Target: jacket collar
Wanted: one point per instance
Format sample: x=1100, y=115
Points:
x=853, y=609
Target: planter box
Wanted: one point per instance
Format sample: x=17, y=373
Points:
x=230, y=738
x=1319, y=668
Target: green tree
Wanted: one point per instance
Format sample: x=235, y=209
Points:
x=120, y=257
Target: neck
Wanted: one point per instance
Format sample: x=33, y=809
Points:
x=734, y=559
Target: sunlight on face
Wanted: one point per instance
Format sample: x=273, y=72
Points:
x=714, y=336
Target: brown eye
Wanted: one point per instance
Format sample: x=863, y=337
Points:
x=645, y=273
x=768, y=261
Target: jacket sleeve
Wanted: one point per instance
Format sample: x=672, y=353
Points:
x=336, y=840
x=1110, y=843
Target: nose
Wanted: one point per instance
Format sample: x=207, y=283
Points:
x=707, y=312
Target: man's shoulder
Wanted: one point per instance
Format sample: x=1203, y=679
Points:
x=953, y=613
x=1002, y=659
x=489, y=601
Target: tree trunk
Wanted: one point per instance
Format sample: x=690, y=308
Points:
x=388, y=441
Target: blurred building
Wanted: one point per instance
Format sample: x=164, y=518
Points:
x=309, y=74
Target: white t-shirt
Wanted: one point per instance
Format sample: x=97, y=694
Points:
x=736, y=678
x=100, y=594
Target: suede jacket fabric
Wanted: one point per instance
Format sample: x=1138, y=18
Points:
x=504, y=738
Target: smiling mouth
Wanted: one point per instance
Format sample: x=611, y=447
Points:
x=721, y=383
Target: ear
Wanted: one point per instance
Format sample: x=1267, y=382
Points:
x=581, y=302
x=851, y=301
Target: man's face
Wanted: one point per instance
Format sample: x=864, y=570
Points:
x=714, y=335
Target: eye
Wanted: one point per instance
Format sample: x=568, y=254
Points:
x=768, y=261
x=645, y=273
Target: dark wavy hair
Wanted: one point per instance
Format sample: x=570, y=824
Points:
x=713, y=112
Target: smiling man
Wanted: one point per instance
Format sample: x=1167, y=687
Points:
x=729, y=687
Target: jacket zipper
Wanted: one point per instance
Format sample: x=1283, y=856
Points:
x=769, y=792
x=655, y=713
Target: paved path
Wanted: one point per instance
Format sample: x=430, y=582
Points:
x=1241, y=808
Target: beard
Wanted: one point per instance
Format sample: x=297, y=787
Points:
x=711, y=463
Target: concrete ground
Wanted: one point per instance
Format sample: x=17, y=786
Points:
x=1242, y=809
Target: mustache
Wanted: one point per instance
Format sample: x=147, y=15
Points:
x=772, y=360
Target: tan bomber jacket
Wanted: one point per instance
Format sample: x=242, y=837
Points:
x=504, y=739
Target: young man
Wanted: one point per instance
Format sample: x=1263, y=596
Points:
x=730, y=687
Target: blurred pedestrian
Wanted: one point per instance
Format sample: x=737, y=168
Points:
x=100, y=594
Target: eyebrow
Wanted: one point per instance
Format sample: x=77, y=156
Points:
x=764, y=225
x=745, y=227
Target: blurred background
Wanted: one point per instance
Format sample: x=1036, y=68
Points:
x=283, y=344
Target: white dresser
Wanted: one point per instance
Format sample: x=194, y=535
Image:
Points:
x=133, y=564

• [EXERCISE INSTRUCTIONS]:
Each line of the material should be echoed exactly.

• [ANSWER TO THE EXERCISE]:
Target: jacket collar
Wanted: one point per instance
Format sample: x=1100, y=115
Points:
x=853, y=609
Target: planter box
Wanted: one point per instance
Format sample: x=17, y=373
Points:
x=230, y=738
x=1319, y=668
Target: green tree
Wanted: one point per instance
Format sample: x=235, y=209
Points:
x=120, y=257
Target: neck
Wanted: one point per instance
Format sample: x=33, y=809
Points:
x=734, y=559
Target: sunlight on face
Wanted: one point per instance
Format sample: x=273, y=72
Points:
x=714, y=336
Target: brown eye
Wanted: one point per instance
Format sample: x=863, y=337
Points:
x=645, y=273
x=768, y=261
Target: jacket sleeve
Wanted: one point per instance
Format sample: x=672, y=353
Points:
x=336, y=840
x=1110, y=843
Target: nose
Wanted: one point per instance
Format sample: x=207, y=283
Points:
x=707, y=312
Target: man's shoulder
Wanted: one point per instance
Format sample: x=1203, y=679
Points:
x=953, y=613
x=1002, y=659
x=489, y=601
Target: tree trunk
Wanted: one point per instance
Format sample: x=690, y=308
Points:
x=388, y=441
Target: blurred building
Wanted: one point per instance
Format sample: x=164, y=518
Points:
x=309, y=74
Target: white t-shirt
Wanted: one point per instance
Format sample: x=97, y=694
Points:
x=736, y=678
x=100, y=594
Target: suede jacket fabric
Wanted: one point per instance
Format sample: x=1138, y=18
Points:
x=504, y=738
Target: smiling mouth
Wanted: one point per instance
Format sample: x=611, y=447
Points:
x=721, y=383
Target: ear
Wanted: one point per instance
Format sample: x=1267, y=382
Points:
x=581, y=302
x=851, y=301
Target: man's face
Wanted: one point per instance
Format sample: x=864, y=570
Points:
x=714, y=335
Target: eye
Wanted: one point per instance
Format sample: x=568, y=254
Points:
x=768, y=261
x=645, y=273
Target: dark wavy hair
Wanted: one point per instance
Format sample: x=570, y=824
Points:
x=713, y=112
Target: smiling man
Wanted: one point per instance
Format sample: x=1167, y=687
Points:
x=729, y=687
Target: jacket zipper
Wanted: one point per instance
Format sample: x=1283, y=856
Points:
x=769, y=792
x=655, y=713
Target: paved path
Wanted: one point per instance
Format sample: x=430, y=582
Points:
x=1241, y=808
Target: beard
Wanted: one point per instance
Format sample: x=297, y=787
Points:
x=711, y=463
Target: concrete ground
Wanted: one point per instance
Format sample: x=17, y=786
Points:
x=1242, y=809
Target: mustache
Wanted: one point per instance
Format sample: x=147, y=15
Points:
x=772, y=360
Target: tan bomber jacket
Wanted: one point per instance
Format sample: x=242, y=837
Points:
x=504, y=739
Target: young man
Wanted: one point per instance
Format sample: x=1263, y=596
Points:
x=730, y=687
Target: blurred pedestrian
Wanted: one point per instance
Format sample: x=737, y=168
Points:
x=100, y=594
Target: eyebrow
Wanted: one point per instance
Format sample: x=77, y=156
Points:
x=764, y=225
x=745, y=227
Target: blurred background
Wanted: one point per instance
Format sample: x=1036, y=68
Points:
x=283, y=344
Target: white dresser
Wanted: one point per instance
Format sample: x=194, y=535
Image:
Points:
x=133, y=564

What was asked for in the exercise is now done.